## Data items
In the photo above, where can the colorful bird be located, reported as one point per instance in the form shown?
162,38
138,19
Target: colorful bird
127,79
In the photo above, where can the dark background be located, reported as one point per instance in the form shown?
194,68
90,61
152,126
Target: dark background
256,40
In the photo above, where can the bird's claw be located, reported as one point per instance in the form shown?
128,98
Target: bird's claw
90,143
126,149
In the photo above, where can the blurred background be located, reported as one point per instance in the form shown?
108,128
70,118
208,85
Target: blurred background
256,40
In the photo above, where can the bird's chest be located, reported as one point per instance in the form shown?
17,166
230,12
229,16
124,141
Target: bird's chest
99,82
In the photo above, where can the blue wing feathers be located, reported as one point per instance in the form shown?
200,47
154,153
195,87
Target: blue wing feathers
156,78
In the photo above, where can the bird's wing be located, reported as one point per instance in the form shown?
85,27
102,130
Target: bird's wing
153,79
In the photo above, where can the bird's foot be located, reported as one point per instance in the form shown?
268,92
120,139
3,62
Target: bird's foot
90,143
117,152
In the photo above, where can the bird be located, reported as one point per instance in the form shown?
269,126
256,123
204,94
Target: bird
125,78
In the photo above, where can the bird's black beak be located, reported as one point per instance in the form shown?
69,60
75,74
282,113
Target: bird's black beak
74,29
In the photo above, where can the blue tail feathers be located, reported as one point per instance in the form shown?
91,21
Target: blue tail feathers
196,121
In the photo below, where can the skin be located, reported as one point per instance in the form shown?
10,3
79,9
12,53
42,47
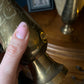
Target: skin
9,67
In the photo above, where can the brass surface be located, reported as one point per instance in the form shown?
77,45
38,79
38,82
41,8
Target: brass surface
47,71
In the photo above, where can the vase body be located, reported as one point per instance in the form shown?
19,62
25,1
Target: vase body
46,70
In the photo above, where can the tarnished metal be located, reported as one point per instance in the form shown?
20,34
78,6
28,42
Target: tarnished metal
45,70
68,16
68,9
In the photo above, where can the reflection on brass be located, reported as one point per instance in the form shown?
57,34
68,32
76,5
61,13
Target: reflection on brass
69,11
45,70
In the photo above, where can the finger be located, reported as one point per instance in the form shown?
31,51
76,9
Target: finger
15,49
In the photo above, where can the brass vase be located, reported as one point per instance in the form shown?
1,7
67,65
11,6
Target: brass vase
45,70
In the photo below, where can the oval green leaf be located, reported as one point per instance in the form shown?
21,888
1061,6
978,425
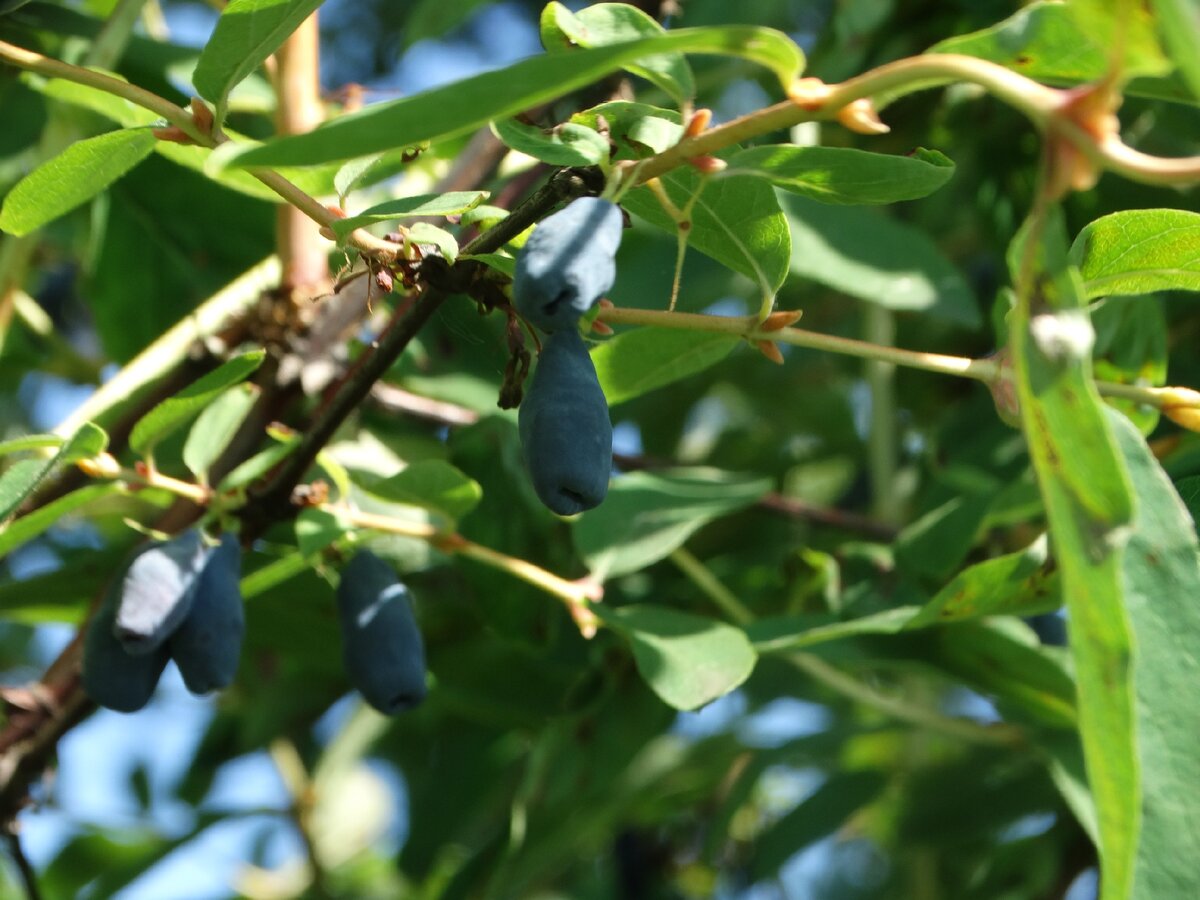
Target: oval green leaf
1139,252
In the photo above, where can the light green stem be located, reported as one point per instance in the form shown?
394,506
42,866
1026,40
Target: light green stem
1045,107
979,370
163,354
703,579
898,708
881,439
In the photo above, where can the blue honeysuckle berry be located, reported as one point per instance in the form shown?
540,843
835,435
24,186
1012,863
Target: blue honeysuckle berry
113,677
156,591
568,263
207,646
382,647
565,433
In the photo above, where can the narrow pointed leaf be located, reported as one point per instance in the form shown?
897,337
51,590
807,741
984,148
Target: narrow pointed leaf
601,24
641,360
173,412
463,106
688,660
844,175
246,34
21,479
1089,508
72,178
737,221
1162,582
447,204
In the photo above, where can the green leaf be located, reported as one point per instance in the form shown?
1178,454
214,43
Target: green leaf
442,239
868,255
30,442
636,130
173,412
843,175
431,484
1066,763
216,426
258,465
463,106
820,814
72,178
603,24
939,541
1139,252
85,444
688,660
646,516
353,172
28,527
1002,657
1162,587
499,262
246,34
1180,27
1189,492
737,221
19,480
1020,583
1131,348
568,144
317,528
431,204
779,634
637,361
130,115
1089,508
1066,43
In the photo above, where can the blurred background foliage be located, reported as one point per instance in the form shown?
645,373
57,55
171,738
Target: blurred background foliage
541,766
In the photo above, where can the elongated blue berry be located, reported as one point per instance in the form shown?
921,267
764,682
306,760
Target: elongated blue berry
382,646
207,646
568,263
156,592
112,677
565,433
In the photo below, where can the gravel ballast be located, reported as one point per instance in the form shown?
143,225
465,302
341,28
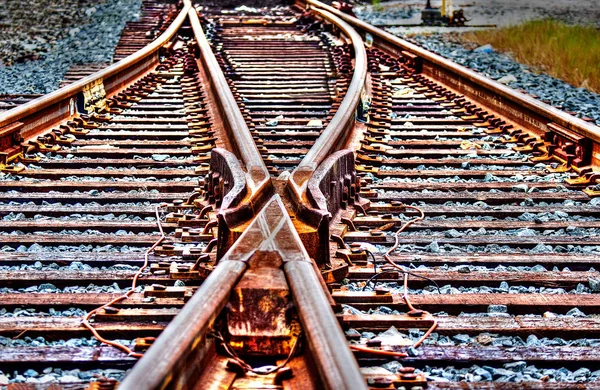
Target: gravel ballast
93,42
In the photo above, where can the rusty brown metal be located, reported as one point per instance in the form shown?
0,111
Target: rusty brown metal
257,182
326,340
528,112
176,356
315,233
331,188
341,124
48,110
273,294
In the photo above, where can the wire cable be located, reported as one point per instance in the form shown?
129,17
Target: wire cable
85,322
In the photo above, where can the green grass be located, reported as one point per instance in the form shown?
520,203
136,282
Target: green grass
570,53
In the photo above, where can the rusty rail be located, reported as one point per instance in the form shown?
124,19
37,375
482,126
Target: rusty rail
174,358
316,215
518,107
339,128
181,357
244,204
48,110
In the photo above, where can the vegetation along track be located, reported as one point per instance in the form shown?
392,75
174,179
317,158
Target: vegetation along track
441,241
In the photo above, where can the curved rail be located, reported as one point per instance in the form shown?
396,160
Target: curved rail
238,129
185,356
335,132
59,105
515,105
244,203
339,128
317,215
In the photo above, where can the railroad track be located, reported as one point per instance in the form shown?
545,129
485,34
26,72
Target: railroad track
223,216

## INSTRUCTIONS TO FOLLOW
Put the records above into a JSON list of strings, one string per line and no strings for blank lines, covering only the part that opens with the line containing "In the photo above, where can the blurred background foliage" and closes with the end of the records, both ends included. Leave the pictures out of the list.

## ANSWER FOR THE TASK
[
  "In the photo above, where can the blurred background foliage be located, reported as one point per instance in the form shown?",
  "645,373",
  "57,55",
  "171,738",
  "Target: blurred background foliage",
  "541,766",
  "In the photo above, where can the elongated blue berry be located, reported as one point per instance in the form shown?",
  "921,267",
  "764,682",
  "306,760",
  "Target: elongated blue berry",
  "382,646",
  "207,646",
  "568,263",
  "156,592",
  "112,677",
  "565,433",
  "In the photo below, where can the gravel ballast be located, reported as one point per instance in the form shown?",
  "143,225",
  "465,302",
  "341,28",
  "Target: gravel ballast",
  "93,42",
  "In the photo above, where can the rusty brown metal be located, reported as one point per instance in the form shown?",
  "0,111",
  "Target: rusty brown metal",
  "257,182",
  "326,340",
  "528,112",
  "176,356",
  "315,233",
  "331,188",
  "341,124",
  "48,110",
  "273,294",
  "In the photo above, where can the wire cable be located, reported as one point per instance in the form shown?",
  "129,17",
  "Target: wire cable",
  "85,322",
  "In the photo above, where can the green grass be located, reported as one point per instance in the form shown?",
  "520,203",
  "136,282",
  "Target: green grass",
  "570,53",
  "In the photo above, where can the rusty rail be located, reported as one point per instance in the form shown?",
  "124,19",
  "37,375",
  "482,126",
  "Target: rusty rail",
  "174,358",
  "316,215",
  "518,107",
  "339,128",
  "181,357",
  "244,204",
  "48,110",
  "In the photo above, where can the vegetation along track be located, reported as one point per instance in the form shown?",
  "392,75",
  "174,179",
  "317,158",
  "Target: vegetation along track",
  "441,241",
  "In the photo above, where can the curved rail be located, reported as one point per instance in the form shown?",
  "396,160",
  "Target: curved rail",
  "238,129",
  "185,356",
  "335,132",
  "59,105",
  "515,105",
  "244,203",
  "339,128",
  "317,215",
  "In the photo above, where can the railroad track be located, reported as one point per instance in the form shown?",
  "545,129",
  "485,34",
  "26,72",
  "Target: railroad track",
  "223,216"
]